Task prompt:
Reproduce every one of the following lines word for word, in the same order.

Entries provided:
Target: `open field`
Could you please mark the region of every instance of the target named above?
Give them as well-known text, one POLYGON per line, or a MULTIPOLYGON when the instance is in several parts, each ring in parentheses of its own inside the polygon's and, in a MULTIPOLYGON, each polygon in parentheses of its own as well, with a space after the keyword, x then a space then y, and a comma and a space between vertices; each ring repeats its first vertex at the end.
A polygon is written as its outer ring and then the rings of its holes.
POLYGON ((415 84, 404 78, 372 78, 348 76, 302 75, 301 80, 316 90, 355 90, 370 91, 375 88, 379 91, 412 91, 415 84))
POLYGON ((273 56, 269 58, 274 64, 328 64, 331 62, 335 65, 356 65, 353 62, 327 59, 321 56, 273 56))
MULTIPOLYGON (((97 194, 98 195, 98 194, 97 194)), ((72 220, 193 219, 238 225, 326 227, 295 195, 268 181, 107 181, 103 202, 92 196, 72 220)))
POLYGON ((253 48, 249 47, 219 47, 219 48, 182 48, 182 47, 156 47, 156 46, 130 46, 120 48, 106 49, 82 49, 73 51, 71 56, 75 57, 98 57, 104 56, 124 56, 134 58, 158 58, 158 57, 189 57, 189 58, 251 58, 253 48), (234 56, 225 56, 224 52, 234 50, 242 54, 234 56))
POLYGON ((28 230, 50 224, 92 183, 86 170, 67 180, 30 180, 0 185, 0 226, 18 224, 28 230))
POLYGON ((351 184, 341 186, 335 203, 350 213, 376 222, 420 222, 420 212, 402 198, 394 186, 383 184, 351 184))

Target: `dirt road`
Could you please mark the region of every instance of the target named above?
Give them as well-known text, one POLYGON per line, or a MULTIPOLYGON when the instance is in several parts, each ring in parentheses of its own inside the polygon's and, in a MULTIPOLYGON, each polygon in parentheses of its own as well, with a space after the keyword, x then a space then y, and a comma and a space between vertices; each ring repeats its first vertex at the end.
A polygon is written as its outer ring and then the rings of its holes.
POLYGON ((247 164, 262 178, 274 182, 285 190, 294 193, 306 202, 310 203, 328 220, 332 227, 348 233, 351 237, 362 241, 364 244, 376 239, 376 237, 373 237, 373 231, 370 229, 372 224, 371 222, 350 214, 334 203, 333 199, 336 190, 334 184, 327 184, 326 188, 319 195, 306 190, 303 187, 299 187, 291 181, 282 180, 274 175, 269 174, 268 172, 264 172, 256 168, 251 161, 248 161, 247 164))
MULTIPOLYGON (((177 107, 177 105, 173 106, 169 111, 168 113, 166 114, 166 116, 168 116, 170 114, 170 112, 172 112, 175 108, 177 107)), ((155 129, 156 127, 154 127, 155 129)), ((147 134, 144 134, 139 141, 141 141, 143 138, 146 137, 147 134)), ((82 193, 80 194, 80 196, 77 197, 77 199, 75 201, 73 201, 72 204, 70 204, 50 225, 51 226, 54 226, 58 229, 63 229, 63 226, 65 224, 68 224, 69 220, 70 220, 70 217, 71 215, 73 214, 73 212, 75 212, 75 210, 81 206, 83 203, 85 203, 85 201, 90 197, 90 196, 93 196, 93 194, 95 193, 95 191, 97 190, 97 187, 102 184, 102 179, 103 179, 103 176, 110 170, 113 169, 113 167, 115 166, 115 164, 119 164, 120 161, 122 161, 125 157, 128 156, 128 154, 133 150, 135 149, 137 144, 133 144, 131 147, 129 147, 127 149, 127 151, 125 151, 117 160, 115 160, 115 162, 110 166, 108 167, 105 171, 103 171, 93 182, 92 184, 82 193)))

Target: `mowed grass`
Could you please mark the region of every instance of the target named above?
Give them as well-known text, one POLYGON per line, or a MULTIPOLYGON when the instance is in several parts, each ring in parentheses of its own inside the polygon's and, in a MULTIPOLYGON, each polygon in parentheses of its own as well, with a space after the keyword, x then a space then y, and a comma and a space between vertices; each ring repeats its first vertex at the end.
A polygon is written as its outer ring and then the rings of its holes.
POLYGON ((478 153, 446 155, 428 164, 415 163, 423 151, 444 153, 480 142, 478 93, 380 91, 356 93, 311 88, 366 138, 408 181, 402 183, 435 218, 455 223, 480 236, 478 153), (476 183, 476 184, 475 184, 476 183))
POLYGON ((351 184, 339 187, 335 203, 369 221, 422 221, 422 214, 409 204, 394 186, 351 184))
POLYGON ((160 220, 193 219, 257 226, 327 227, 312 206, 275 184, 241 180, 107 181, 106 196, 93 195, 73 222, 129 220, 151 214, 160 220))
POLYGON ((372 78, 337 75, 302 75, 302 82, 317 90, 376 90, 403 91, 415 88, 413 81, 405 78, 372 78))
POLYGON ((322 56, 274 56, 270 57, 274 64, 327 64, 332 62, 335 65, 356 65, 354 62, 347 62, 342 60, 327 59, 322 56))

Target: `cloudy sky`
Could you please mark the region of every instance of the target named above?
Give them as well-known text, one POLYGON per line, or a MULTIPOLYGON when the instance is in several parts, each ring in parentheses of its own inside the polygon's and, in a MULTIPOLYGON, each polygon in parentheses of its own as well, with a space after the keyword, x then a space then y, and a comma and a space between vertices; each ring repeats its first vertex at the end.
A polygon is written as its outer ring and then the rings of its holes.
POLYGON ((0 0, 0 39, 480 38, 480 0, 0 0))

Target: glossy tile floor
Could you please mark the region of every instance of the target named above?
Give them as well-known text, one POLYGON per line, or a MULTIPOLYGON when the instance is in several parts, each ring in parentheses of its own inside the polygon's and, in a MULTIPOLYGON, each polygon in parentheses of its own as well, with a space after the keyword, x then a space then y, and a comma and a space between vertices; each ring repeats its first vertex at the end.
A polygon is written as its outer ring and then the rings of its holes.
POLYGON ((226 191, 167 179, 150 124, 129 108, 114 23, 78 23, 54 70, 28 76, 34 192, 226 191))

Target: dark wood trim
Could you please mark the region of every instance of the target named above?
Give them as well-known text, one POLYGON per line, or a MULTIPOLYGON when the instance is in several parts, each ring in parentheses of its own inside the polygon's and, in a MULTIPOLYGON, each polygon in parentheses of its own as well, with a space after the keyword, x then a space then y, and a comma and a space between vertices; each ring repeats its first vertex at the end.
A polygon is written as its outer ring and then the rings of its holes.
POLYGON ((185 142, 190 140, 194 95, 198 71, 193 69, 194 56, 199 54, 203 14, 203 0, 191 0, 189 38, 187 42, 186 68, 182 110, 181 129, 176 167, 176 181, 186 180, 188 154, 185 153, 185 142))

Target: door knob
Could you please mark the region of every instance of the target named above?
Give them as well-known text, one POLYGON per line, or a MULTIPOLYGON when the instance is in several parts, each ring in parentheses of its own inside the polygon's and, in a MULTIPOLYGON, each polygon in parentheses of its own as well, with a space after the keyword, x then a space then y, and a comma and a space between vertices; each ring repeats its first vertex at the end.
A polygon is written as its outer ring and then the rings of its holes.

Solution:
Target: `open field`
Could you please mark the region of every instance of the target named above?
Give them as well-known text, one POLYGON per line, or a MULTIPOLYGON when the instance is in several parts, each ring in parentheses of its own inside the polygon's and, in a MULTIPOLYGON, each polygon in parentheses of its own as well, with a space after the keyword, x then a space then y, and a comma and a space between vertices; each ring repeats its first vertex at the end.
A polygon is written as its outer ring and then the rings of its holes.
POLYGON ((415 84, 404 78, 372 78, 348 76, 302 75, 301 80, 316 90, 355 90, 370 91, 375 88, 379 91, 412 91, 415 84))
POLYGON ((273 56, 269 58, 274 64, 328 64, 331 62, 335 65, 356 65, 353 62, 327 59, 321 56, 273 56))
MULTIPOLYGON (((97 194, 98 195, 98 194, 97 194)), ((72 220, 193 219, 238 225, 326 227, 295 195, 268 181, 107 181, 103 202, 92 196, 72 220)))
POLYGON ((253 48, 249 47, 219 47, 219 48, 182 48, 182 47, 156 47, 156 46, 130 46, 120 48, 106 49, 82 49, 73 51, 71 56, 75 57, 98 57, 104 56, 124 56, 134 58, 158 58, 158 57, 189 57, 189 58, 251 58, 253 48), (234 56, 225 56, 224 52, 234 50, 242 54, 234 56))
POLYGON ((28 230, 50 224, 92 183, 86 170, 67 180, 30 180, 0 185, 0 226, 18 224, 28 230))
POLYGON ((351 184, 341 186, 335 203, 350 213, 376 222, 420 222, 420 212, 402 198, 394 186, 383 184, 351 184))

Target: `dirt road`
Could you please mark the region of every instance of the target named above?
Give them as well-known text, one POLYGON per line, or a MULTIPOLYGON when the instance is in several parts, each ring in parentheses of its own inside the polygon's and, in a MULTIPOLYGON, each polygon in parentheses of its own as well, with a space after the keyword, x then a space then y, and a comma and a space between vertices; each ring repeats its first vertex at the end.
A polygon is written as its outer ring and then the rings of its holes.
POLYGON ((247 164, 262 178, 274 182, 285 190, 294 193, 306 202, 310 203, 328 220, 332 227, 348 233, 351 237, 362 241, 364 244, 376 239, 376 237, 373 237, 373 231, 370 229, 372 224, 371 222, 350 214, 334 203, 333 199, 336 190, 334 184, 327 184, 326 188, 319 195, 306 190, 303 187, 299 187, 291 181, 282 180, 274 175, 269 174, 268 172, 264 172, 256 168, 251 161, 248 161, 247 164))
MULTIPOLYGON (((177 107, 177 105, 173 106, 169 111, 168 113, 166 114, 166 116, 168 116, 170 114, 170 112, 172 112, 175 108, 177 107)), ((155 129, 156 127, 154 127, 155 129)), ((147 134, 144 134, 139 141, 141 141, 143 138, 146 137, 147 134)), ((82 193, 80 194, 80 196, 77 197, 77 199, 75 201, 73 201, 72 204, 70 204, 50 225, 51 226, 54 226, 58 229, 63 229, 63 226, 65 224, 68 224, 69 220, 70 220, 70 217, 71 215, 73 214, 73 212, 75 212, 75 210, 81 206, 83 203, 85 203, 85 201, 90 197, 90 196, 93 196, 93 194, 95 193, 95 191, 97 190, 97 187, 102 184, 102 179, 103 179, 103 176, 110 170, 113 169, 113 167, 115 166, 115 164, 119 164, 120 161, 122 161, 125 157, 128 156, 128 154, 133 150, 135 149, 137 144, 133 144, 131 147, 129 147, 127 149, 127 151, 125 151, 117 160, 115 160, 115 162, 110 166, 108 167, 105 171, 103 171, 93 182, 92 184, 82 193)))

Target: `mowed grass`
Could you please mark the region of every instance of the target named above?
Give them as well-known text, one POLYGON per line, or a MULTIPOLYGON when the instance is in several parts, each ring in parentheses of its own inside the polygon's and, in a MULTIPOLYGON, each polygon in parentheses of its own as well, with a space after the keyword, x then a space then y, and a comma and a space between vertices; each ring repeats its first vertex at the end.
A polygon is written as its outer ring and then the rings of its holes.
POLYGON ((478 153, 446 155, 428 164, 415 163, 423 151, 444 153, 480 142, 478 93, 380 91, 356 93, 311 88, 366 138, 408 181, 402 183, 435 218, 455 223, 480 236, 478 153), (476 183, 476 184, 475 184, 476 183))
POLYGON ((351 184, 339 187, 335 203, 369 221, 422 221, 422 214, 409 204, 394 186, 351 184))
POLYGON ((160 220, 193 219, 257 226, 327 227, 312 206, 275 184, 241 180, 107 181, 106 196, 93 195, 73 222, 129 220, 151 214, 160 220))
POLYGON ((372 78, 337 75, 302 75, 302 82, 317 90, 376 90, 403 91, 415 88, 413 81, 405 78, 372 78))
POLYGON ((322 56, 274 56, 270 57, 274 64, 327 64, 332 62, 335 65, 356 65, 354 62, 347 62, 342 60, 327 59, 322 56))

Target: `cloudy sky`
Could you please mark the region of every instance of the target named above?
Give them as well-known text, one POLYGON per line, or a MULTIPOLYGON when the instance is in several parts, each ring in parentheses of its own inside the polygon's and, in a MULTIPOLYGON, each polygon in parentheses of its own as well, with a space after the keyword, x then a space then y, and a comma and a space between vertices; each ring repeats its first vertex at the end.
A polygon is written as its outer ring and then the rings of its holes.
POLYGON ((0 0, 0 39, 480 38, 480 0, 0 0))

Target: glossy tile floor
Could you please mark the region of every instance of the target named above?
Give them as well-known text, one POLYGON per line, or a MULTIPOLYGON when the instance is in several parts, each ring in parentheses of its own inside the polygon's and, in a MULTIPOLYGON, each polygon in parentheses of its own as well, with a space after the keyword, x then a space then y, and a comma and a space between vertices; each ring repeats its first vertex at the end.
A polygon is written as its outer ring and then the rings of its holes.
POLYGON ((226 191, 167 179, 150 124, 129 108, 114 23, 78 23, 54 70, 28 76, 34 192, 226 191))

Target: dark wood trim
Could you please mark the region of every instance of the target named above?
Give them as well-known text, one POLYGON per line, or a MULTIPOLYGON when the instance is in several parts, each ring in parentheses of its own inside the polygon's and, in a MULTIPOLYGON, each polygon in parentheses of its own as well, with a space after the keyword, x then a space then y, and a comma and a space between vertices; each ring repeats its first vertex at the end.
A polygon is written as its outer ring and then the rings of its holes.
POLYGON ((185 142, 190 140, 194 95, 198 71, 193 69, 194 56, 199 54, 203 14, 203 0, 191 0, 189 38, 187 42, 186 68, 182 110, 181 129, 176 167, 176 181, 186 180, 188 154, 185 153, 185 142))

Target: door knob
Could you please mark the region of every instance of the target named above?
Give them as well-known text, one POLYGON per line, or a MULTIPOLYGON when the instance is in several parts, each ring in parentheses of its own inside the polygon's and, in a MULTIPOLYGON, each polygon in parentheses of its own as well, with a space after the keyword, x then a space then y, and a comma and a space between vertices; each ring repeats its first vertex at the end.
A polygon is written as its outer ring and then the rings of its holes.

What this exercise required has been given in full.